### 练习要求
请原样照抄下文 POJ 2492 并查集题解中的一段：从含有“#include <iostream>”的地方开始，抄到“i = 0; i <= x; ++i )”为止。

### 文本段落
POJ 2492 并查集 注释版

源自：http://blog.youkuaiyun.com/tsaid/article/details/6679548

题意：调查一种虫子的性行为，先假定虫子里没有同性恋。每一次测试输入N只虫，然后输入M个数对（ x, y )，表示 x, y 之间有性行为， 最后判断假设成立与否（即判断有没有同性恋）。这道题目有点邪恶。

#include <iostream>
using namespace std;

#define N 1000005
int opp[N], father[N], rank[N];
//opp记录那个他/她
void make_set ( int x )
{
	for ( int i = 0; i <= x; ++i )
	{
		father[i] = i;
		opp[i] = rank[i] = 0;
	}
}

int find_set ( int x )
{
	if ( father[x] != x )
		father[x] = find_set(father[x]);
	return father[x];
}

void Union ( int x, int y )
{
	int fx = find_set(x);
	int fy = find_set(y);
	if ( fx == fy ) return;
	if ( rank[fx] > rank[fy] )
		father[fy] = fx;
	else
		father[fx] = fy;
	if ( rank[fx] == rank[fy] )
		rank[fy]++;
}

int main()
{
	int t, n, m, x, y;
	bool find;
	scanf("%d",&t);
	for ( int i = 1; i <= t; ++i )
	{
		find = false;
		scanf("%d%d",&n,&m);
		make_set(n);
		while ( m-- )
		{
			scanf("%d%d",&x,&y);
			if ( find == false )
			{
				if ( opp[x] == 0 && opp[y] == 0 )
				{//如果x与y之前都没发生过性行为的话,然后x与y发生了，分别记录对方
					opp[x] = y;
					opp[y] = x;
				}
				else if ( opp[x] != 0 && opp[y] == 0 )
				{//如果x不是初的话,但是y是初,
					opp[y] = x;//记录对方
					Union(y,opp[x]);//y与opp[x]应该是同一个性别,合并
				}
				else if ( opp[x] == 0 && opp[y] != 0 )
				{//与上同理
					opp[x] = y;
					Union(x,opp[y]);
				}
				else if ( opp[x] != 0 && opp[y] != 0 )
				{
					if ( find_set(x) == find_set(y) )//当两个集合里面都有一样的虫子，那么就表示有同性恋
						find = true;
					Union(x,opp[y]);
					Union(y,opp[x]);
				}
			}
		}
		printf("Scenario #%d:\n",i);
		if ( find )
			printf("Suspicious bugs found!\n");
		else
			printf("No suspicious bugs found!\n");
		if ( i != t ) putchar('\n');
	}
	return 0;
}

### 数据内容
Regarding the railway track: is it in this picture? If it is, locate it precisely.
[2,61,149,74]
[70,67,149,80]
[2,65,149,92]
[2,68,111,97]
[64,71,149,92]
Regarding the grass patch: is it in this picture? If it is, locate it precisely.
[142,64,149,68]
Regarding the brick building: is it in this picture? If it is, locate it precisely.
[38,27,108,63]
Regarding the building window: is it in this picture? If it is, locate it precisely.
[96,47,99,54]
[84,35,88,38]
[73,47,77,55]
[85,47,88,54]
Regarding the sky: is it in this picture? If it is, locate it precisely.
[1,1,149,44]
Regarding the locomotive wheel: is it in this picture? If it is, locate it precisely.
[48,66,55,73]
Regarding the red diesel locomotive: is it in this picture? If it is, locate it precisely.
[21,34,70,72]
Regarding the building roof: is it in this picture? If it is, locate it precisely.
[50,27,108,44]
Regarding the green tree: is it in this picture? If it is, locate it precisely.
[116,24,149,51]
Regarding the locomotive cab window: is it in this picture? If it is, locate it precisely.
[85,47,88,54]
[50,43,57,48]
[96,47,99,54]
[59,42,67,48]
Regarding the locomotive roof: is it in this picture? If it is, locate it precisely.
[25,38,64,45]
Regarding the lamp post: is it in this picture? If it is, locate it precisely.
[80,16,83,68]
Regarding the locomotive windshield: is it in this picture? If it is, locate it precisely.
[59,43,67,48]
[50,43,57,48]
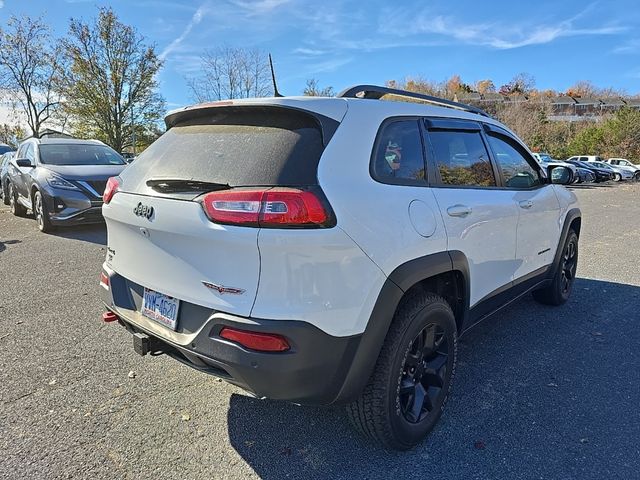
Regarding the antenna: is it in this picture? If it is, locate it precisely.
[269,54,282,97]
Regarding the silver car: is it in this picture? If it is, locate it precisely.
[589,162,634,182]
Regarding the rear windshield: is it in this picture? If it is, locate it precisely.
[39,143,125,165]
[123,107,324,191]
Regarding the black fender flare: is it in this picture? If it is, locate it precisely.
[547,207,582,279]
[335,251,469,403]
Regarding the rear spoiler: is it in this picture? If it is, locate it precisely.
[164,104,340,147]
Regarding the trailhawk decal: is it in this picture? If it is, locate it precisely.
[202,280,245,295]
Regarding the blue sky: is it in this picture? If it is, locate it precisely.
[0,0,640,108]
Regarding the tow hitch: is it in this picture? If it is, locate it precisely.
[133,332,164,356]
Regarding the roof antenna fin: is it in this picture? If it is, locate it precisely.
[269,54,283,97]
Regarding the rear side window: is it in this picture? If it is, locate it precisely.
[122,107,330,191]
[372,120,425,185]
[429,130,496,187]
[488,134,542,188]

### 本题答案
#include <iostream>
using namespace std;

#define N 1000005
int opp[N], father[N], rank[N];
//opp记录那个他/她
void make_set ( int x )
{
	for ( int i = 0; i <= x; ++i )